Work to complete
Every record is to be duplicated exactly as it reads, without its images.

Provided entries
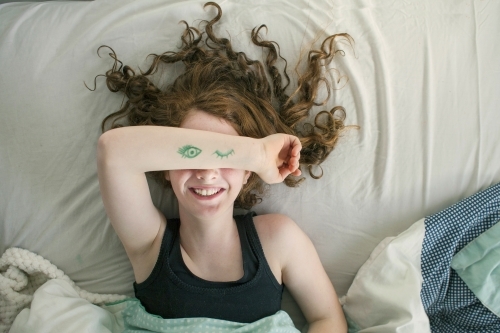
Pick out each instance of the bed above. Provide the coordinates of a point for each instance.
(421, 81)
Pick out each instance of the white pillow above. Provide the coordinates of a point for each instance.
(385, 294)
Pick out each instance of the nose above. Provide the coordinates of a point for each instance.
(207, 174)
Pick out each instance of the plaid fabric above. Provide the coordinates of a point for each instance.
(449, 303)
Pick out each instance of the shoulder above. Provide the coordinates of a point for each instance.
(280, 234)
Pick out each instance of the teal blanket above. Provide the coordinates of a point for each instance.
(57, 307)
(136, 319)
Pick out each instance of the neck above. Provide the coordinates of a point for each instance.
(201, 233)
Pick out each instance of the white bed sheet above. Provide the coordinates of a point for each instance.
(423, 86)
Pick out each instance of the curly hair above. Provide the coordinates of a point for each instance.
(227, 84)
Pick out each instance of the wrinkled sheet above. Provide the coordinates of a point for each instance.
(421, 82)
(57, 307)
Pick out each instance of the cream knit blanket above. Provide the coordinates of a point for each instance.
(21, 273)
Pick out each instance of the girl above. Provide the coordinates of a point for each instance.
(214, 136)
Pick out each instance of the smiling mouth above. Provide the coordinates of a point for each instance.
(206, 192)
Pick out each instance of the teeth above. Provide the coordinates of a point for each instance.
(206, 193)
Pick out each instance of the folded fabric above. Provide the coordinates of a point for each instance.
(449, 303)
(21, 273)
(478, 264)
(385, 294)
(57, 307)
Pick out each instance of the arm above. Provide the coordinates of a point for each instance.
(307, 281)
(125, 154)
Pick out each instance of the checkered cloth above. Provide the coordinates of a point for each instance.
(449, 303)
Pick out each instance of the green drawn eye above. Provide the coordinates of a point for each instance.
(189, 151)
(222, 155)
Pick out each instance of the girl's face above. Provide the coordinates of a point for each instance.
(205, 193)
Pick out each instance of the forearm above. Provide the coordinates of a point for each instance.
(152, 148)
(328, 325)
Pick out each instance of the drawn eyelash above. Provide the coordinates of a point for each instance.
(189, 151)
(222, 155)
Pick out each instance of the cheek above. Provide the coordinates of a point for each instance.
(236, 177)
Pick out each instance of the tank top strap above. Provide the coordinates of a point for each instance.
(256, 246)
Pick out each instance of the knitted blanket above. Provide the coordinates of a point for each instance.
(22, 273)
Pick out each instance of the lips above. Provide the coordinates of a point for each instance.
(206, 193)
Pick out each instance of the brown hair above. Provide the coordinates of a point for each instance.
(229, 85)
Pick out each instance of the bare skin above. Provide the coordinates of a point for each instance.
(207, 164)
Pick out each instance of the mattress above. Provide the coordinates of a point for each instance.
(421, 81)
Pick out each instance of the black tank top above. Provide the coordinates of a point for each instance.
(172, 291)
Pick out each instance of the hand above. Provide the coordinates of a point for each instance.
(281, 158)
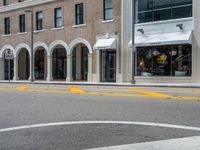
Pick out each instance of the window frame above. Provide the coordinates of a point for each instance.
(107, 9)
(57, 18)
(39, 21)
(77, 15)
(7, 26)
(22, 23)
(153, 10)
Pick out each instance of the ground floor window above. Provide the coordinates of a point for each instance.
(108, 66)
(59, 64)
(39, 64)
(7, 66)
(174, 60)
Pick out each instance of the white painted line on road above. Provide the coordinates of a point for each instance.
(191, 143)
(99, 122)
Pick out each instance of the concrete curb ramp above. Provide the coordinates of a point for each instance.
(192, 143)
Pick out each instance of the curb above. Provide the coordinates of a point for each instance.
(104, 84)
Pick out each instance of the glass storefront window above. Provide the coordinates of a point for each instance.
(145, 5)
(161, 4)
(173, 60)
(162, 14)
(156, 10)
(182, 12)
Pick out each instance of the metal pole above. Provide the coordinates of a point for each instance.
(133, 44)
(9, 70)
(32, 67)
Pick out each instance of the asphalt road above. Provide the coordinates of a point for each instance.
(21, 107)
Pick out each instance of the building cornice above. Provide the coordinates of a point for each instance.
(21, 5)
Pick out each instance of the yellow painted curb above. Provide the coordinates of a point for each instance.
(151, 94)
(76, 90)
(22, 88)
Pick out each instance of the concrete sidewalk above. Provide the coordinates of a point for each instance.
(192, 143)
(180, 85)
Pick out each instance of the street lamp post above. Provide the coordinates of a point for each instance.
(133, 43)
(31, 42)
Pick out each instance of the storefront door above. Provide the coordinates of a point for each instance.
(108, 66)
(6, 66)
(59, 64)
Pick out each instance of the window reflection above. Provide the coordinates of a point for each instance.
(164, 61)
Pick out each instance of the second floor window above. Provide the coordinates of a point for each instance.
(108, 9)
(79, 14)
(7, 25)
(5, 2)
(156, 10)
(58, 17)
(39, 20)
(22, 24)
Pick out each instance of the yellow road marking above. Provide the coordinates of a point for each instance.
(22, 88)
(76, 90)
(151, 94)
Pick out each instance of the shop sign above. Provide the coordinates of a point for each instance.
(9, 54)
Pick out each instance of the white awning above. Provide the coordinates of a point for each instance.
(106, 43)
(183, 37)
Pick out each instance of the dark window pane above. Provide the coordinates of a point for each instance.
(144, 5)
(181, 2)
(145, 17)
(161, 4)
(182, 12)
(79, 14)
(162, 14)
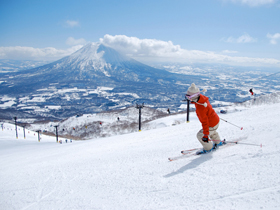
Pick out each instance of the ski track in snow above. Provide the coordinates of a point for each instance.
(132, 171)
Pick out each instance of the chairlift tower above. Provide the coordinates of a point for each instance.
(188, 109)
(15, 118)
(56, 134)
(139, 106)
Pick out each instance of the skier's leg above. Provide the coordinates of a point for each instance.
(206, 145)
(214, 135)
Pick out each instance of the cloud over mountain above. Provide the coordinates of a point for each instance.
(157, 50)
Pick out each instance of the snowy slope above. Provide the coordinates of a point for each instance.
(132, 171)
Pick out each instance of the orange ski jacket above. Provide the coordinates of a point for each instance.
(206, 115)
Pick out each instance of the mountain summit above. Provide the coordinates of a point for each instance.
(94, 78)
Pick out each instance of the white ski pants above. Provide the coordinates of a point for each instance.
(214, 136)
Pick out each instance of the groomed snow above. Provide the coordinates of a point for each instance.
(132, 171)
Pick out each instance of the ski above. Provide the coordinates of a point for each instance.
(194, 151)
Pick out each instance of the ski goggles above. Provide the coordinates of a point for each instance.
(192, 96)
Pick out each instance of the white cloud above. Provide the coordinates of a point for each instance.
(152, 50)
(273, 38)
(254, 3)
(72, 23)
(30, 53)
(245, 38)
(71, 41)
(229, 51)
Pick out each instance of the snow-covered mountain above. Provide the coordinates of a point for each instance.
(132, 171)
(93, 79)
(98, 78)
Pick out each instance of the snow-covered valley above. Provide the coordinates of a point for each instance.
(132, 171)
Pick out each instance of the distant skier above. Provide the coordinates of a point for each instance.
(208, 118)
(251, 91)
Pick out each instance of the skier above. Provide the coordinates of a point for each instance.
(251, 91)
(208, 118)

Answer to the problem
Pick out each instance of the bed above. Provide the coordinates of a point for each instance.
(421, 81)
Pick out each instance of the white pillow above. Provide the coordinates of a point for each instance.
(385, 294)
Pick out each instance of the nose above. Provide the coordinates of a point for each instance.
(207, 174)
Pick out each instance of the plaid fabric above. Provide the coordinates of a point for each instance.
(449, 303)
Pick out each instance of the shoulder above. Provide the coordinates of a point for each instance.
(280, 234)
Pick out each instance of the teal blanket above. Provide the coordinates of a point for each instance.
(57, 307)
(136, 319)
Pick out each instance of the neck above. Provide the coordinates of a point for each instance.
(201, 233)
Pick out each instance of the white bed sheet above. Provide the coordinates of a point for each instance.
(423, 86)
Pick out each instance of the curly hair above. Provide the coordinates of a point for each instance.
(227, 84)
Pick out each instance of the wrinkled sheet above. Provide the coordinates of a point for each instance.
(421, 82)
(57, 307)
Pick out each instance of the cream knit blanket above. Provide the coordinates of a point for each instance.
(21, 273)
Pick out each instance of the girl above. Provide the coordinates of a point for each instance.
(214, 136)
Pick out each instance of the smiling mouth above. Provide the coordinates of a point for each instance.
(206, 192)
Pick out each instance of the teeth above. Provide the coordinates of a point for each instance.
(206, 193)
Pick out each instance of the folded fabric above. Provide the coordinates of a point for each instance.
(449, 303)
(21, 273)
(478, 264)
(385, 294)
(57, 307)
Pick out each instance of the arm above. Provide the coordinates of a point for each instance.
(307, 281)
(125, 154)
Pick out each instance of the checkered cloth above. Provide the coordinates of a point for each instance.
(449, 303)
Pick out each instance of the green drawn eye above. Provide the coordinates of a point for each instance.
(189, 151)
(222, 155)
Pick out each instance of the girl's face above. Provide the coordinates of a point for each instance.
(205, 193)
Pick out each instance of the forearm above. Provide the coordinates of a point for each instance.
(152, 148)
(328, 325)
Pick out each instance of the drawn eyelash above. Provide the coordinates of a point for each instance.
(189, 151)
(222, 155)
Pick out each instance of the cheek above. Provide the coordinates of a point for each instance.
(236, 177)
Pick out each instance of the tank top strap above. Provide the coordinates of a point for each instance.
(256, 246)
Pick out each instance of the knitted blanket above. Provide the coordinates of a point for each instance.
(22, 273)
Pick out each instance of the lips above. Provide the coordinates of a point for each instance.
(206, 193)
Pick out each instance of the brown hair above. Provide the coordinates of a point for each instance.
(229, 85)
Pick out each instance of the bare skin above. Provide the coordinates of a point for each instance.
(207, 164)
Pick out each instance of the mattress above. Provide the coordinates of a point for each instance.
(421, 81)
Pick out each instance of the black tank top above. Provide the coordinates of a point for each instance.
(172, 291)
Pick out each instance of the hand above. Provide the coordinates of a point for each instance.
(281, 158)
Pick out each instance of the window frame above. Provide the coordinates of a point for each instance.
(107, 9)
(57, 18)
(39, 21)
(77, 15)
(7, 26)
(22, 23)
(153, 10)
Pick out each instance of the ground floor window above. Provide the coordinates of a point for each instance.
(108, 66)
(59, 64)
(39, 64)
(7, 66)
(174, 60)
Pick out each instance of the white painted line on road above. Provide the coordinates of a point for each instance.
(191, 143)
(99, 122)
Pick out each instance of the concrete curb ramp above. Provide the coordinates of a point for each instance.
(192, 143)
Pick out each instance of the curb above. Provide the coordinates of a point for each instance.
(104, 84)
Pick out each instance of the glass storefront window above. Provide the coordinates of a point for each instance.
(145, 5)
(161, 4)
(173, 60)
(162, 14)
(156, 10)
(182, 12)
Pick out each instance of the metal pole above. Provide the coordinates of a point for each instance.
(133, 44)
(9, 70)
(32, 67)
Pick out each instance of the asphalt road above. Provide the coordinates of a point for each instance.
(21, 107)
Pick out each instance of the building cornice above. Provide the coordinates of a point for each instance.
(21, 5)
Pick out each instance of the yellow painted curb above. Provide the coordinates of a point for each instance.
(151, 94)
(76, 90)
(22, 88)
Pick out each instance of the concrete sidewalk above. Provide the coordinates of a point for each instance.
(192, 143)
(180, 85)
Pick out each instance of the street lamp post above. Provide the coordinates of a point for each instance.
(133, 43)
(31, 42)
Pick out each instance of the storefront door above. Provide the coordinates of a point for each instance.
(108, 66)
(6, 66)
(59, 64)
Pick out each instance of the window reflection above. Provide the coordinates of a point for each instance.
(164, 61)
Pick out each instance of the second floor window above. Provide the coordinates of a point for each instance.
(108, 9)
(79, 14)
(7, 25)
(5, 2)
(156, 10)
(58, 17)
(39, 20)
(22, 24)
Pick out each instance of the yellow road marking above. Provide the coordinates of a point for each instance.
(22, 88)
(76, 90)
(151, 94)
Pick out each instance of the shop sign above. Provide the coordinates of a point for each instance.
(9, 54)
Pick out each instance of the white awning above. Provide the coordinates of a point for each instance.
(106, 43)
(183, 37)
Pick out each instance of the dark window pane above. Provide the coordinates of a point for each instance.
(144, 5)
(181, 2)
(145, 17)
(161, 4)
(182, 12)
(79, 14)
(162, 14)
Pick out each instance of the ski track in snow above. Provide the coordinates of a point for each instance.
(132, 171)
Pick out each instance of the chairlift tower above. Provide the coordinates of a point for each instance.
(188, 109)
(15, 118)
(56, 134)
(139, 106)
Pick out each instance of the skier's leg above. Provide the coordinates of a point for each instance.
(206, 145)
(214, 135)
Pick out each instance of the cloud over mountain above. Provide the coordinates of a point for each instance.
(157, 50)
Pick out each instance of the snowy slope above. Provide the coordinates of a point for each instance.
(132, 171)
Pick out each instance of the orange ski jacket above. Provide the coordinates of a point for each instance.
(206, 115)
Pick out each instance of the mountain summit above. Provide the coordinates of a point for each instance.
(94, 78)
Pick out each instance of the white ski pants above. Provide the coordinates of a point for each instance.
(214, 136)
Pick out each instance of the groomed snow above. Provide the coordinates of a point for each instance.
(132, 171)
Pick out each instance of the ski above. Provide the coordinates of a point for each instance.
(194, 151)
Pick out each instance of the ski goggles above. Provide the coordinates of a point for each instance.
(192, 96)
Pick out each instance of the white cloud above. Provide the coordinates of a point for each instance.
(152, 50)
(273, 38)
(254, 3)
(72, 23)
(30, 53)
(245, 38)
(71, 41)
(229, 51)
Pick out each instance of the snow-covered mountain above. Provide the coordinates of a point for each instance.
(132, 171)
(93, 79)
(98, 78)
Pick out each instance of the snow-covered valley above. Provide the coordinates of a point for each instance.
(132, 171)
Pick out each instance of the distant skier above. Provide the coordinates of a point for each instance.
(208, 118)
(251, 91)
Pick out each instance of the skier above. Provide the coordinates of a point for each instance.
(251, 91)
(208, 118)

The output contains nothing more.